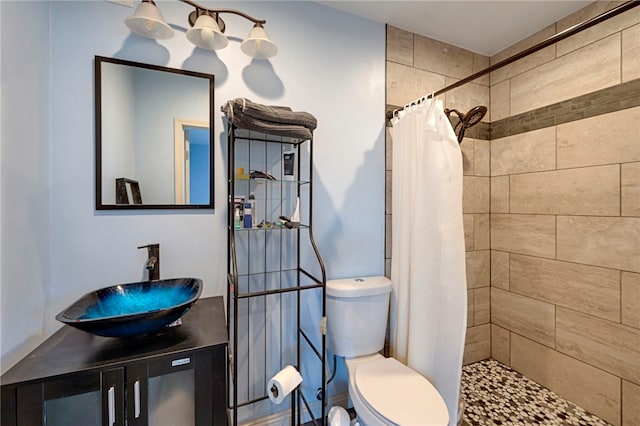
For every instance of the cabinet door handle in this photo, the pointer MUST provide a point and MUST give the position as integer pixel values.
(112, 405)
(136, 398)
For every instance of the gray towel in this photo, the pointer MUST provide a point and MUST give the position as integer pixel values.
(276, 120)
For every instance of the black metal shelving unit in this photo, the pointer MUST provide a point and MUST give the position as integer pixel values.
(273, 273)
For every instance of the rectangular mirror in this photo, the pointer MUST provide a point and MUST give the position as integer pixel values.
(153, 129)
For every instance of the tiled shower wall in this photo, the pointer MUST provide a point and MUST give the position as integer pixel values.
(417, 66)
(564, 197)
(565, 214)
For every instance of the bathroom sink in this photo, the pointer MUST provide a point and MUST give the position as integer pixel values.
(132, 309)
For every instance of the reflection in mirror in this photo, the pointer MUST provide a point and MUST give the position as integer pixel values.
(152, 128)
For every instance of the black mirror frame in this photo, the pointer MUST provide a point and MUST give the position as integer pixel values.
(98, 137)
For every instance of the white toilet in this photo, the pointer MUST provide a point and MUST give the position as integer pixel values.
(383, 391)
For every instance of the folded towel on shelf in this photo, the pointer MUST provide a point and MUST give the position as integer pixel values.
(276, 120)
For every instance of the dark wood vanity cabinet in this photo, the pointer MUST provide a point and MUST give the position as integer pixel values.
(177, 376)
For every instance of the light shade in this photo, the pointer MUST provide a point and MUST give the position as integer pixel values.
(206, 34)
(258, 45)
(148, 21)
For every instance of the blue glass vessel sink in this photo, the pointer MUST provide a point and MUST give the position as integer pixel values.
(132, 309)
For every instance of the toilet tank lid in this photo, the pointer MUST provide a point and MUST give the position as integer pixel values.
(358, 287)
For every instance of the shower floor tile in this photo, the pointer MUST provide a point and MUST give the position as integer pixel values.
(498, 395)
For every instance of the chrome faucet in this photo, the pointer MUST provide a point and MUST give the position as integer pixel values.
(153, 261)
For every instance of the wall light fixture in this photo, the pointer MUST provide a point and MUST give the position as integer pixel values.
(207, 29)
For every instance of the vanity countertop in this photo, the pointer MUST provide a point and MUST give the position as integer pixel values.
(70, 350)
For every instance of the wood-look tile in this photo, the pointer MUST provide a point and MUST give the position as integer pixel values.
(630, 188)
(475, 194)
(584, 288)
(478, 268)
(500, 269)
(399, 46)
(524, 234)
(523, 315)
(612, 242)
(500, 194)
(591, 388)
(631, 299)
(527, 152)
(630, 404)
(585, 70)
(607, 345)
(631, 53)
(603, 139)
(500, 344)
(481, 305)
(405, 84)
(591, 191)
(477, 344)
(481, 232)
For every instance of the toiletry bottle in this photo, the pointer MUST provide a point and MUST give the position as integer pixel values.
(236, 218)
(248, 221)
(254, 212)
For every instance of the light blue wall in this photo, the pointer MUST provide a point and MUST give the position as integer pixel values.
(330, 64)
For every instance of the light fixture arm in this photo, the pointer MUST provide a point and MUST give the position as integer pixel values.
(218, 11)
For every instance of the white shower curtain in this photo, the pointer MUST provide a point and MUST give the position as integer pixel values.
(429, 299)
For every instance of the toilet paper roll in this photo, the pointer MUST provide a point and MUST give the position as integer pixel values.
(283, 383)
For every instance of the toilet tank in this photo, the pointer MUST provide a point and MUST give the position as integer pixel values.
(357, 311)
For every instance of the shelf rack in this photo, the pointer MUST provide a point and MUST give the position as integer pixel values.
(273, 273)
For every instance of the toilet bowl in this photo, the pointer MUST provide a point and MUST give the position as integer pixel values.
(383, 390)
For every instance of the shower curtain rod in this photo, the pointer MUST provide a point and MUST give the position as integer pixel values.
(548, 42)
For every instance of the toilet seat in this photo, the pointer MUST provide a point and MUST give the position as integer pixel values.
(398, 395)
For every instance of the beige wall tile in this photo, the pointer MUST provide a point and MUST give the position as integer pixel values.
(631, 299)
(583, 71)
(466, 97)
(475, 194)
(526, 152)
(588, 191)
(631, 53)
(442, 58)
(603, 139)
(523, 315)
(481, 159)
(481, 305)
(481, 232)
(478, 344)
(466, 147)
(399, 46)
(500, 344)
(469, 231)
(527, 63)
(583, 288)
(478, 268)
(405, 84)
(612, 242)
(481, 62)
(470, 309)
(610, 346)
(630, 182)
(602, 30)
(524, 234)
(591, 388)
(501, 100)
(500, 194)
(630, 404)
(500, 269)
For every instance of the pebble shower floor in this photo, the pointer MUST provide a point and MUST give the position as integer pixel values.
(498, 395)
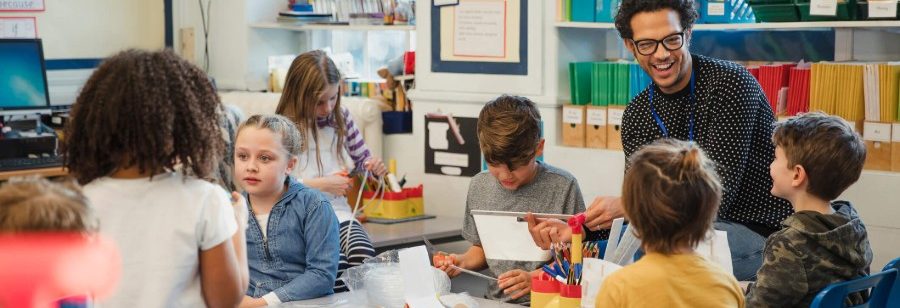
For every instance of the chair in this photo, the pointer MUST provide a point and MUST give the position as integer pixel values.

--

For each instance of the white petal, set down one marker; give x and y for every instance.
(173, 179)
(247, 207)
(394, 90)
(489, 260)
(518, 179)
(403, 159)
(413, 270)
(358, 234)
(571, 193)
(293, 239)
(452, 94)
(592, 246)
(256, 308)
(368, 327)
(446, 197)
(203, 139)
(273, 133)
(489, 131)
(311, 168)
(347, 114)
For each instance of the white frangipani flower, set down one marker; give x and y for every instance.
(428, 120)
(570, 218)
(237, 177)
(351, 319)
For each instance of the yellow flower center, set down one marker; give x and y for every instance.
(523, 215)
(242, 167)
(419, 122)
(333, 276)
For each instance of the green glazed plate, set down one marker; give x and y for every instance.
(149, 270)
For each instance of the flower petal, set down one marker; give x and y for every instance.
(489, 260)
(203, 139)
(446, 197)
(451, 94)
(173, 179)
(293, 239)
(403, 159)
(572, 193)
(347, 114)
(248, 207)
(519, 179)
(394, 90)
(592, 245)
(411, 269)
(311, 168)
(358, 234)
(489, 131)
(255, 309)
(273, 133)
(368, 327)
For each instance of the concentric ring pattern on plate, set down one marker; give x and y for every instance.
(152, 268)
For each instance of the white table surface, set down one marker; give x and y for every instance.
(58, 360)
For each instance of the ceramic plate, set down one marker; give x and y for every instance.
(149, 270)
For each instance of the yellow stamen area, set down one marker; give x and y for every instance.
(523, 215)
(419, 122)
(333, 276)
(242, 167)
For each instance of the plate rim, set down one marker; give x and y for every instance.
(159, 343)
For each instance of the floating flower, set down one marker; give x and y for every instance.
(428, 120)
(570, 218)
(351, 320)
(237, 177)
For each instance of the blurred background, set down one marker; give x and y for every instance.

...

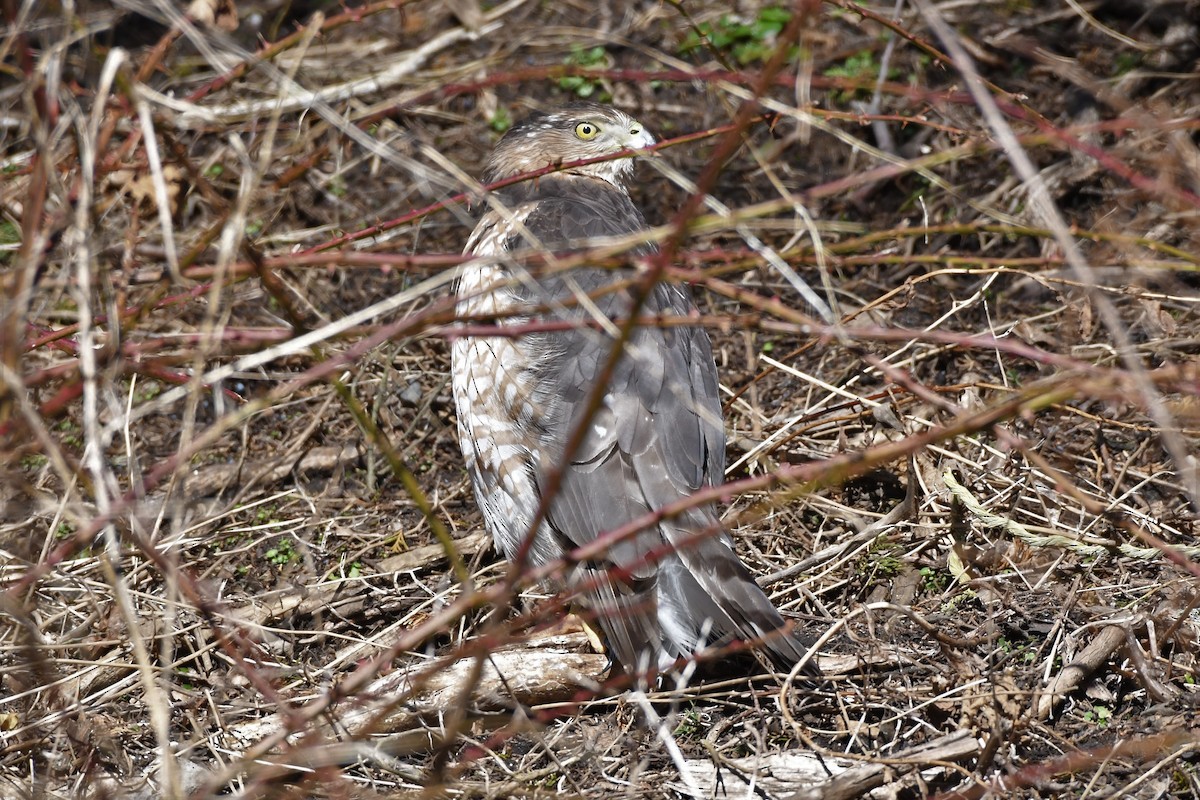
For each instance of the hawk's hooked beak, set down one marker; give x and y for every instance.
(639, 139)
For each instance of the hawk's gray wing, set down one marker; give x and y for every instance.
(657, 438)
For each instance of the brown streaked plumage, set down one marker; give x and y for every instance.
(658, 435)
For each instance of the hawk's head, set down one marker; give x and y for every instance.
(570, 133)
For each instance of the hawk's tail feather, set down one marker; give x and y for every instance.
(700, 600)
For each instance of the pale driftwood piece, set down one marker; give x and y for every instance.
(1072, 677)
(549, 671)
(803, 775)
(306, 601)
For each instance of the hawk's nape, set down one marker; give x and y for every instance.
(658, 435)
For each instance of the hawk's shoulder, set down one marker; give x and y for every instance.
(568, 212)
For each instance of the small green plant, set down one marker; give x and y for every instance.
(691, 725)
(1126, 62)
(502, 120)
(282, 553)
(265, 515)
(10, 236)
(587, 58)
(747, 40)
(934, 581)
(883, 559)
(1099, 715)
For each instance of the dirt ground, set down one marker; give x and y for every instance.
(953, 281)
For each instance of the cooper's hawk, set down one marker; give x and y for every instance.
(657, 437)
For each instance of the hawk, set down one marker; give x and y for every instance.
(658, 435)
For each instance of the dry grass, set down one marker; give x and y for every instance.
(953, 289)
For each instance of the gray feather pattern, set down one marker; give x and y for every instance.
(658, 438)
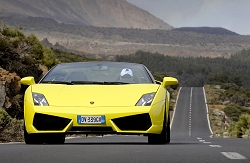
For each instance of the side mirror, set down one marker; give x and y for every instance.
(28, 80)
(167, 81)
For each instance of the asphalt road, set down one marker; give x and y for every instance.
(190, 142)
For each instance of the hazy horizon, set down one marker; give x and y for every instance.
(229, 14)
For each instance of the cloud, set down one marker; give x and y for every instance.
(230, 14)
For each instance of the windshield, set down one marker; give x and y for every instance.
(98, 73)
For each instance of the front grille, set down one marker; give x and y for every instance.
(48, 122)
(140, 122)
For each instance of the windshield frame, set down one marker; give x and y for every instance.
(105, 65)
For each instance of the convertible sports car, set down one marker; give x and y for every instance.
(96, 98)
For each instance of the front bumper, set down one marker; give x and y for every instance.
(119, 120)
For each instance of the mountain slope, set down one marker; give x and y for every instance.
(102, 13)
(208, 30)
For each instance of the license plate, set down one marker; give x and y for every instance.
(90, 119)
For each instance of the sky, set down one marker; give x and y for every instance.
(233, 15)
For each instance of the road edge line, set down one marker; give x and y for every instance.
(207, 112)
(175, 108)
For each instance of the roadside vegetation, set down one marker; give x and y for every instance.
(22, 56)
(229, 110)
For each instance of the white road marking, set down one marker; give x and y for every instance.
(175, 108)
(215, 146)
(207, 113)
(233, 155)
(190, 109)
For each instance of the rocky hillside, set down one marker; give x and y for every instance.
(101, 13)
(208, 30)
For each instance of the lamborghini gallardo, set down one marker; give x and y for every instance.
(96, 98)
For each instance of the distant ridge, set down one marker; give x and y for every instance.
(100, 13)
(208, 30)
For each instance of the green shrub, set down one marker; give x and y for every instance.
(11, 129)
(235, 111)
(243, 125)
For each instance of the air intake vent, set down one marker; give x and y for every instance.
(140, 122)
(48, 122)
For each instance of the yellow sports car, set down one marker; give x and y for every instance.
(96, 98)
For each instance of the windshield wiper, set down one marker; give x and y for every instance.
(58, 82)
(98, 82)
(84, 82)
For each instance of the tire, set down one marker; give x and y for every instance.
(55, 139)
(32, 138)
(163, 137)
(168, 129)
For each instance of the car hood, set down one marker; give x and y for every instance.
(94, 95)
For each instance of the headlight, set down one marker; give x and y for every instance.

▸ ACTION ITEM: In the material above, locate the line containing "For each instance of the plate" and the line containing "For each instance of the blurred". Transcribe exactly those two lines and every line between them, and nothing more.

▸ THE COMPLETED TASK:
For each instance of the plate rim, set down one marker; give x and y for every instance.
(159, 343)
For each instance of the floating flower, set down one marker; give x and y for every instance.
(428, 120)
(570, 218)
(351, 320)
(237, 177)
For each instance of the blurred background, set down one marker; give x and y for every instance.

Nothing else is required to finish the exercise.